_Task details_. Return, word for word, the stretch of the following text on immigration to Romania from "After the start" through "county surrounding Bucharest).".

Immigration to Romania is less common than immigration to most other European Union countries, with Romania having 2.1% of the population foreign born as of 2017 (Eurostat estimates). Of these, 0.9% were born in other EU member states, and 1.2% were born outside the EU. Romania has recently experienced a growing wave of immigration, mostly from the Republic of Moldova, Turkey, Italy, Spain, Southeast Asia, and East Asia and to a lesser extent other parts of the world. In 2013, there were 198,839 immigrants living in Romania, of which 13,000 were refugees. As of mid-2020, the number of migrants in Romania was 705,000, of which over 40% were from the Republic of Moldova.

According to DIICOT, Romania has evolved since 1990 from a country of transit for illegal migrants to a country of destination. Within the European Union, the country has the second highest rate of immigration from non-EU countries (86%), just behind Slovenia (90%). Most immigrants in Romania are from Europe. Among non-European immigrants, most are from Asia and North Africa.

Republic of Moldova

Over 40% of the country's foreign-born residents originate from Republic of Moldova. Owing to the former period of union between most of Moldova and Romania, many Moldovans are eligible for Romanian citizenship on the basis of descent. The culture of Moldova is influenced primarily by the Romanian origins of its majority population, being strongly related to classical Romanian culture, and, as such, it is easy for people from neighbouring Moldova to integrate within the contemporary Romanian culture. Many immigrants from the Republic of Moldova prefer to settle in the Romanian counties from the region of Moldavia, because there the culture is more similar to their home country.

Ukrainians

After the start of the 2022 Russian invasion of Ukraine, a large number of Ukrainians started emigrating into Romania. This also included ethnic Romanians from the country.

EU countries
Immigrants from Italy and Spain often have close relations with Romanians, including intermarriage (see also Romanians in Italy and Romanians in Spain).

Asian and Eastern European workers

In recent years, considerable numbers of Chinese and Vietnamese citizens work in Romania, due to the emigration of a large part of the Romanian workforce.
There are also workers from Nepal, the Philippines, Thailand, Indonesia, India, Bangladesh, Pakistan, Sri Lanka, Ukraine, Serbia, Lebanon, Turkey. Many Chinese live in the Ilfov County (the county surrounding Bucharest).

Many immigrant workers work in constructions; the top countries in 2021 for such construction workers were: Turkey, India, Bangladesh, Vietnam, Nepal, Sri Lanka, Morocco, Moldova, Pakistan, Ukraine. Other countries include Egypt, China, Serbia and Sudan.

Arabs

Arabs in Romania come primarily from Syria (including refugees of the Syrian Civil War), Lebanon, Iraq and Tunisia. In 2018, most asylum applicants were from Iraq, Syria and Iran. In 2020, they were from Afghanistan, Syria and Iraq.

_Entries from an annotation dataset_.
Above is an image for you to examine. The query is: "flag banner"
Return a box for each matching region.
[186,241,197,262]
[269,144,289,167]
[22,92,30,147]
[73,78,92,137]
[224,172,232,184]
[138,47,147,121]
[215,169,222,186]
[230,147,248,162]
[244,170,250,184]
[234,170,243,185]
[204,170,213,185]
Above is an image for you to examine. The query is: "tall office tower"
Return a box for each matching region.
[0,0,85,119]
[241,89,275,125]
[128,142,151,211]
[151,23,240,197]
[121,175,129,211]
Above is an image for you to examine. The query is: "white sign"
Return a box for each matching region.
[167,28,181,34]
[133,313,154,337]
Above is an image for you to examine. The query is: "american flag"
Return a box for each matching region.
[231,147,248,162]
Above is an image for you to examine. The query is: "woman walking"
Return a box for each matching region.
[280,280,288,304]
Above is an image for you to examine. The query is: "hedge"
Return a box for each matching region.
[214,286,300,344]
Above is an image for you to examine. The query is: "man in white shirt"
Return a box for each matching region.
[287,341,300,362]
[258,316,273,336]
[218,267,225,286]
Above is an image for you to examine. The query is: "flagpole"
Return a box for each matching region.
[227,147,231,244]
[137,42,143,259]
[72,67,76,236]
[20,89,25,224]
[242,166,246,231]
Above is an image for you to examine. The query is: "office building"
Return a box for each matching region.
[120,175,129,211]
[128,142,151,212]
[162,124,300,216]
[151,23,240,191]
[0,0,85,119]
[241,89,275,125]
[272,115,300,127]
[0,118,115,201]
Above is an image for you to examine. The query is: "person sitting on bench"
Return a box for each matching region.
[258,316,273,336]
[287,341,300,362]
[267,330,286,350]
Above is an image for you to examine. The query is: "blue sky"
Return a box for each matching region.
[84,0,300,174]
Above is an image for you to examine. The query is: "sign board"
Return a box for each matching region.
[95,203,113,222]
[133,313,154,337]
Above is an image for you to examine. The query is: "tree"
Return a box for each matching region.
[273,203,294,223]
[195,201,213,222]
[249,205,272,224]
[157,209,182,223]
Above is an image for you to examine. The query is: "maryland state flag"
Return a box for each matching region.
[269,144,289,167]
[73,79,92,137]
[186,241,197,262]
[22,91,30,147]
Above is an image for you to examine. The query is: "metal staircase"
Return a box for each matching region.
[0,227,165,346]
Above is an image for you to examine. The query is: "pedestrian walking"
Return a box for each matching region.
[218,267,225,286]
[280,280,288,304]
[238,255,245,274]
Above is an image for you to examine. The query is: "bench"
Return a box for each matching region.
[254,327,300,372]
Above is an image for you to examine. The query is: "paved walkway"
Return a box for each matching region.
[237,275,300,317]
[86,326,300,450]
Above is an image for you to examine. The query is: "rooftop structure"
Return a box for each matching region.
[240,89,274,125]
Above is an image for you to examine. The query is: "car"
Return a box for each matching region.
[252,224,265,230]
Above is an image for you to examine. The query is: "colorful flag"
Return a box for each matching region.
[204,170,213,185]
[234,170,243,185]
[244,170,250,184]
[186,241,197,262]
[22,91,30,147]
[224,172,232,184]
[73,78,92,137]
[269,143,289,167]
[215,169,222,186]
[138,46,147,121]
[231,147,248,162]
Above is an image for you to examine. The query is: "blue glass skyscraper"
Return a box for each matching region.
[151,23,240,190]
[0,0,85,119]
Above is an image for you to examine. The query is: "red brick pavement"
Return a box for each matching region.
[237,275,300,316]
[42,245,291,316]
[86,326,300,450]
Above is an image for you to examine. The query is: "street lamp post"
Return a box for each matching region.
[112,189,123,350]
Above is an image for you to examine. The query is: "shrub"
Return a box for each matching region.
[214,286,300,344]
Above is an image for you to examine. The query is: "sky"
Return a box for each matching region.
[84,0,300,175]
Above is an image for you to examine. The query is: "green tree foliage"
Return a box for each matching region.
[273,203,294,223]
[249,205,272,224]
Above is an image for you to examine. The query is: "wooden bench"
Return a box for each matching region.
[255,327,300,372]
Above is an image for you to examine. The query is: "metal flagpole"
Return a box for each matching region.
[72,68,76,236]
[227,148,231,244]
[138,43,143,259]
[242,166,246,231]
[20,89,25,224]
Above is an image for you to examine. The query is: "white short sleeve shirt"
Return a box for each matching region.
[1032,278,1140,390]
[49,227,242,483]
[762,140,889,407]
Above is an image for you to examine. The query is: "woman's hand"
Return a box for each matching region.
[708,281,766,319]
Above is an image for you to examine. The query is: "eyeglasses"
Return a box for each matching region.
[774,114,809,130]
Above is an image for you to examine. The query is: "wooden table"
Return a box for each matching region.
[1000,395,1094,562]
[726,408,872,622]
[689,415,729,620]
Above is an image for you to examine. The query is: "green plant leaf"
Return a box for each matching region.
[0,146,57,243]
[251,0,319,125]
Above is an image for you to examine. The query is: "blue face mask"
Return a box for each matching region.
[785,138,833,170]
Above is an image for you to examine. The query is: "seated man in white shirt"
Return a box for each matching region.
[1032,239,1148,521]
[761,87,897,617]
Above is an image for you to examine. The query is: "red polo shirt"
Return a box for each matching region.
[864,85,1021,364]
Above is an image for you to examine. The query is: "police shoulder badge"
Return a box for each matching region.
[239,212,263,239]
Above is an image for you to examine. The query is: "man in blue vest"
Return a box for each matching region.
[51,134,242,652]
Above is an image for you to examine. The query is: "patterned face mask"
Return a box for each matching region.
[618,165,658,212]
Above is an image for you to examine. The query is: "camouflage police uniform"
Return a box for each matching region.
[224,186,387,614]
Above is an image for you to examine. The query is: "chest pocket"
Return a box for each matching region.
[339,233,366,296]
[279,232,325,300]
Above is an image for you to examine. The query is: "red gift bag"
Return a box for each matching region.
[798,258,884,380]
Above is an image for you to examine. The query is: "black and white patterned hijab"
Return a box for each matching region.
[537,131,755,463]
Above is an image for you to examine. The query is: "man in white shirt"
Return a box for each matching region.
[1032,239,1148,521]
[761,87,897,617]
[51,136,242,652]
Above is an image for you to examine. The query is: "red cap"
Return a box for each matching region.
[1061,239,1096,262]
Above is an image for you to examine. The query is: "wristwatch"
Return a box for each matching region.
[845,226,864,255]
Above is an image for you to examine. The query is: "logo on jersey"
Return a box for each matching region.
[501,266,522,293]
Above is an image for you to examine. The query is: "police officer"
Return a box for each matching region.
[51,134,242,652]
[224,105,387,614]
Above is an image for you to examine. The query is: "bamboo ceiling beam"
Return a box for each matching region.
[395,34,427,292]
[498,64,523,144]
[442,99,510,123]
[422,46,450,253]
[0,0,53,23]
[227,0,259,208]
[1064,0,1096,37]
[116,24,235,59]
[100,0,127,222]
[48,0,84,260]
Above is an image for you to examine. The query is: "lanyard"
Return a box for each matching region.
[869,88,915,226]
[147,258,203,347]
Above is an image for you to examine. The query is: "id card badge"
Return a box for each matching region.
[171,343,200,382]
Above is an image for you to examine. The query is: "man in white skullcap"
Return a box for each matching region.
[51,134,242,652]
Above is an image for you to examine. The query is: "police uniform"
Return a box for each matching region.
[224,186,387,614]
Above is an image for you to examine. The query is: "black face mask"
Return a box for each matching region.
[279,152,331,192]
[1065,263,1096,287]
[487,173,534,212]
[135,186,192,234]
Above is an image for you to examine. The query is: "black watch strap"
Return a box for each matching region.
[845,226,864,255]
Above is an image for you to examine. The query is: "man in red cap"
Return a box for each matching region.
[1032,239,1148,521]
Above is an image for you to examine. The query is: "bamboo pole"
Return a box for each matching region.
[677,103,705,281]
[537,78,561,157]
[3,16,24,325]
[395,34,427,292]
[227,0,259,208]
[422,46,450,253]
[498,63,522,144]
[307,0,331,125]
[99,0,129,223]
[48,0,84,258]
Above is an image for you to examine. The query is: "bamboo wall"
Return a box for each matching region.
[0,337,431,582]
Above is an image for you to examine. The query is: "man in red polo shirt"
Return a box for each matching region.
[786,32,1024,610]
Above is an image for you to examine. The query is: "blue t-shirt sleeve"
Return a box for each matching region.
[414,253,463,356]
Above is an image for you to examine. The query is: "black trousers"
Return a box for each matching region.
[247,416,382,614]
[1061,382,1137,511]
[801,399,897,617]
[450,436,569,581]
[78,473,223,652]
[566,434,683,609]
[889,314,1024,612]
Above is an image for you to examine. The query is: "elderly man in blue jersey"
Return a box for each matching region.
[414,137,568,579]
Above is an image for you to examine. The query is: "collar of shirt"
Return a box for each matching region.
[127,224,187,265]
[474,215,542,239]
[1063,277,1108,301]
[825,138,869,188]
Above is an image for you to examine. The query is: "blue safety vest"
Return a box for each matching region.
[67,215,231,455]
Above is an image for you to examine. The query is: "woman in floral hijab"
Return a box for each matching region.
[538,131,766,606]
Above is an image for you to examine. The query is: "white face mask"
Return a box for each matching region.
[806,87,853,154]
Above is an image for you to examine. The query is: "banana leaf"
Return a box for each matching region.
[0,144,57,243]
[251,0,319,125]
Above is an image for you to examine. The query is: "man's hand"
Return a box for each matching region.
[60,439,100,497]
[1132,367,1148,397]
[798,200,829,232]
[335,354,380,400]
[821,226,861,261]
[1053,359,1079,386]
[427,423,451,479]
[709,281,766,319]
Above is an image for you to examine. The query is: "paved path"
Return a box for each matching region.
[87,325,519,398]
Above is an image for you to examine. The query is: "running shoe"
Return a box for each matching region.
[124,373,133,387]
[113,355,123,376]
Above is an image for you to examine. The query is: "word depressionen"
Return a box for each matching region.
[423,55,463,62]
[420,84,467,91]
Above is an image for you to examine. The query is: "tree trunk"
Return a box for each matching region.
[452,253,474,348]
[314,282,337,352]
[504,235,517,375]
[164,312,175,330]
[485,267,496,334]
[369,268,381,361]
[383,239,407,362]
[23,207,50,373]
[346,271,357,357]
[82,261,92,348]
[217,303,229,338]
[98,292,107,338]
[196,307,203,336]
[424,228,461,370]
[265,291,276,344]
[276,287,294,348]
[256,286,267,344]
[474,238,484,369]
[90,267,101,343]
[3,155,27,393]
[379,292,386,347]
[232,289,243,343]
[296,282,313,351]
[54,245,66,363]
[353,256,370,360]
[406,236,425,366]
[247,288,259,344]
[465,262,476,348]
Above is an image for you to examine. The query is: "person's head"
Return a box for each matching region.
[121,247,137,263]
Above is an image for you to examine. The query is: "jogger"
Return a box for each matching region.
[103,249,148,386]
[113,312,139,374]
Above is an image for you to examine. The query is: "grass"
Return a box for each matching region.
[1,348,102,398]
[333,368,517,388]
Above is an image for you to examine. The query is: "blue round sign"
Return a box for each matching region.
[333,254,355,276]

_Correct response_.
After the start of the 2022 Russian invasion of Ukraine, a large number of Ukrainians started emigrating into Romania. This also included ethnic Romanians from the country.

EU countries
Immigrants from Italy and Spain often have close relations with Romanians, including intermarriage (see also Romanians in Italy and Romanians in Spain).

Asian and Eastern European workers

In recent years, considerable numbers of Chinese and Vietnamese citizens work in Romania, due to the emigration of a large part of the Romanian workforce.
There are also workers from Nepal, the Philippines, Thailand, Indonesia, India, Bangladesh, Pakistan, Sri Lanka, Ukraine, Serbia, Lebanon, Turkey. Many Chinese live in the Ilfov County (the county surrounding Bucharest).